### Instructions to follow
Leave out the pictures, and reproduce exactly the lines from the line containing "the gold trim" through the final line of the entries.

### Information provided
BEGIN

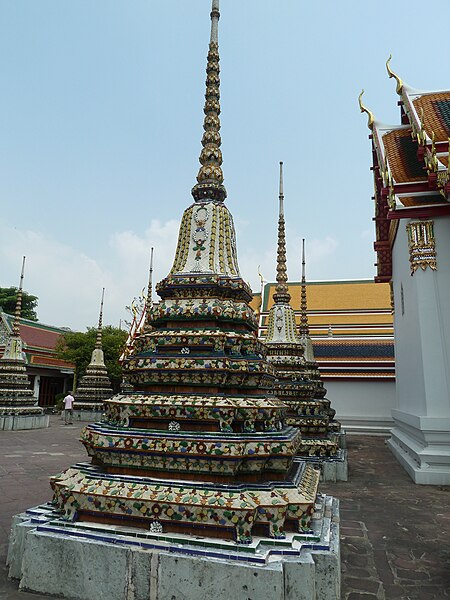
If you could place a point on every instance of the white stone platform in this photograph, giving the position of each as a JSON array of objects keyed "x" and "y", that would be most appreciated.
[
  {"x": 90, "y": 416},
  {"x": 15, "y": 422},
  {"x": 422, "y": 446},
  {"x": 83, "y": 561}
]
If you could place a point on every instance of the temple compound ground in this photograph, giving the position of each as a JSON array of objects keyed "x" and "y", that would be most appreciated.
[{"x": 394, "y": 534}]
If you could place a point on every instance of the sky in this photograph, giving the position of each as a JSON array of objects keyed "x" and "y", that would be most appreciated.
[{"x": 101, "y": 113}]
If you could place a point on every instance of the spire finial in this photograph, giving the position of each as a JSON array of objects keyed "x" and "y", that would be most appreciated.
[
  {"x": 304, "y": 329},
  {"x": 98, "y": 342},
  {"x": 215, "y": 16},
  {"x": 150, "y": 282},
  {"x": 209, "y": 184},
  {"x": 370, "y": 117},
  {"x": 391, "y": 74},
  {"x": 281, "y": 194},
  {"x": 18, "y": 309},
  {"x": 281, "y": 295}
]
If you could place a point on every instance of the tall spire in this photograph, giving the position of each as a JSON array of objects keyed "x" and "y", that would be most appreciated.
[
  {"x": 281, "y": 295},
  {"x": 150, "y": 283},
  {"x": 304, "y": 328},
  {"x": 18, "y": 310},
  {"x": 98, "y": 342},
  {"x": 209, "y": 184}
]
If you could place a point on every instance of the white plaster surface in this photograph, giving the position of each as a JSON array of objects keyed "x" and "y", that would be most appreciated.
[
  {"x": 16, "y": 422},
  {"x": 421, "y": 433}
]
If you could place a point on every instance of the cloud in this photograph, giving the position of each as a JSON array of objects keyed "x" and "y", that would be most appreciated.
[
  {"x": 318, "y": 254},
  {"x": 68, "y": 281}
]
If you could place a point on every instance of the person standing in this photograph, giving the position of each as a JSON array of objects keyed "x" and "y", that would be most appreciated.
[{"x": 68, "y": 409}]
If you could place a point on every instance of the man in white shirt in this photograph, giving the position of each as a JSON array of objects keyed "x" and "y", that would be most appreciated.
[{"x": 68, "y": 409}]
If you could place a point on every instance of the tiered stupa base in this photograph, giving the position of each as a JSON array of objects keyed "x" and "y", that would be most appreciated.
[
  {"x": 127, "y": 562},
  {"x": 88, "y": 412},
  {"x": 18, "y": 408}
]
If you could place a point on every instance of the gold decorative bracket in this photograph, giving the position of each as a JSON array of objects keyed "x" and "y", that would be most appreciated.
[{"x": 422, "y": 245}]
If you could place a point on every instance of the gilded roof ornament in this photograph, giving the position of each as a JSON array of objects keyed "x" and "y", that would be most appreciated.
[
  {"x": 209, "y": 184},
  {"x": 98, "y": 341},
  {"x": 391, "y": 74},
  {"x": 281, "y": 295},
  {"x": 370, "y": 117}
]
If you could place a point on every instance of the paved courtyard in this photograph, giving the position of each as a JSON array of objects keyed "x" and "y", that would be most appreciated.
[{"x": 395, "y": 535}]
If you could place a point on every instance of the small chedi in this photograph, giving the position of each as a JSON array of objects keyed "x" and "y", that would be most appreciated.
[
  {"x": 95, "y": 386},
  {"x": 201, "y": 445},
  {"x": 290, "y": 351},
  {"x": 18, "y": 406}
]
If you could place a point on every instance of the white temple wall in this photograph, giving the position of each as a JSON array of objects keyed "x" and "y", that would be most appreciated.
[
  {"x": 421, "y": 435},
  {"x": 362, "y": 406},
  {"x": 408, "y": 352}
]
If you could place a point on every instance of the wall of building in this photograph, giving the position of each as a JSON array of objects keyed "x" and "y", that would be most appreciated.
[
  {"x": 363, "y": 406},
  {"x": 420, "y": 437}
]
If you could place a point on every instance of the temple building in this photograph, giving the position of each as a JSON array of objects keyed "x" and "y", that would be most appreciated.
[
  {"x": 412, "y": 215},
  {"x": 18, "y": 406},
  {"x": 350, "y": 325},
  {"x": 95, "y": 386},
  {"x": 49, "y": 375},
  {"x": 298, "y": 383},
  {"x": 198, "y": 462}
]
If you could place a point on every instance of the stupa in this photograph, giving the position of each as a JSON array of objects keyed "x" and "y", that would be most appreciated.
[
  {"x": 95, "y": 386},
  {"x": 18, "y": 406},
  {"x": 298, "y": 383},
  {"x": 197, "y": 463}
]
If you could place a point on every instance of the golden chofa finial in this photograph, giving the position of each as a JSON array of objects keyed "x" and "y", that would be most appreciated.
[
  {"x": 370, "y": 117},
  {"x": 391, "y": 74}
]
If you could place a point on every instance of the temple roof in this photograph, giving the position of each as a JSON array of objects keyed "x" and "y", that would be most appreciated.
[
  {"x": 39, "y": 341},
  {"x": 410, "y": 164},
  {"x": 350, "y": 325}
]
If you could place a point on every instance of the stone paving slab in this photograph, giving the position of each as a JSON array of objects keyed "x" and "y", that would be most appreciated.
[{"x": 395, "y": 534}]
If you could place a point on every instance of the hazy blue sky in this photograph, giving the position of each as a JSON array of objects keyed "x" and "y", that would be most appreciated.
[{"x": 101, "y": 112}]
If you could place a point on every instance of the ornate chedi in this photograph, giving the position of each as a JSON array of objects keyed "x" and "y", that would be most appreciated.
[
  {"x": 16, "y": 396},
  {"x": 290, "y": 351},
  {"x": 95, "y": 385},
  {"x": 201, "y": 445},
  {"x": 312, "y": 373}
]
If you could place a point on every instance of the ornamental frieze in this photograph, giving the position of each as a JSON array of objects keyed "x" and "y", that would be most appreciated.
[{"x": 422, "y": 245}]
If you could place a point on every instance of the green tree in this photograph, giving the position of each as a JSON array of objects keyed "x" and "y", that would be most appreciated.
[
  {"x": 76, "y": 347},
  {"x": 8, "y": 299}
]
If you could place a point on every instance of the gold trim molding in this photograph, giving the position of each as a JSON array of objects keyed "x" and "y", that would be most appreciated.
[{"x": 422, "y": 245}]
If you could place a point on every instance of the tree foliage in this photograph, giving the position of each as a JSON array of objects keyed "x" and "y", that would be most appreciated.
[
  {"x": 8, "y": 299},
  {"x": 76, "y": 347}
]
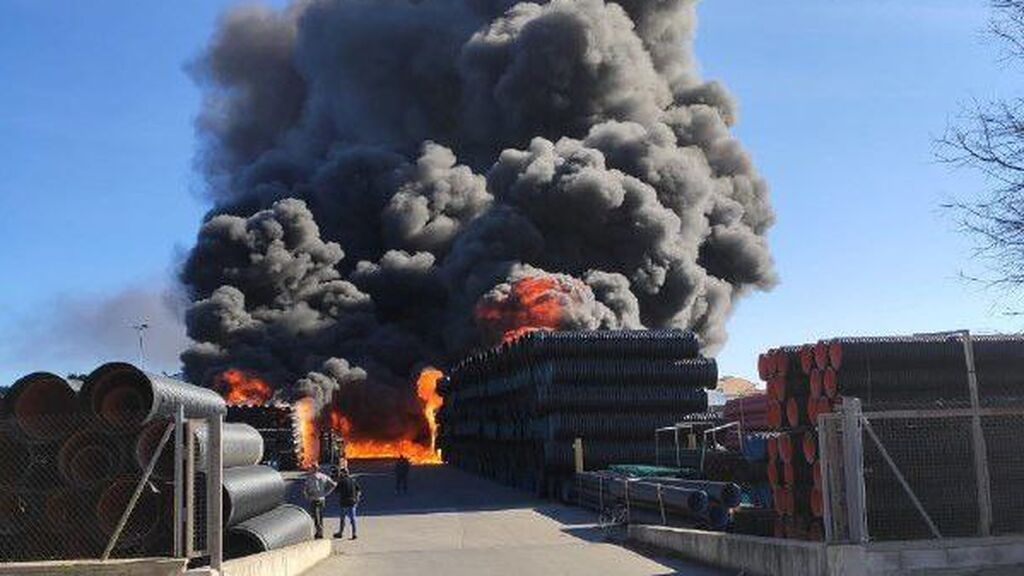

END

### Solution for this exercise
If you could place a point on every instance of the gold trim molding in this photograph, giving the position of each as a JSON array of objects keyed "x" and "y", that would be most appreciated.
[{"x": 422, "y": 245}]
If you could place a point on every instance of the tree foliage in this photograph, giving the position of each as a JSON array of objects keyed "x" and "y", that would be most appreciated.
[
  {"x": 8, "y": 299},
  {"x": 76, "y": 347}
]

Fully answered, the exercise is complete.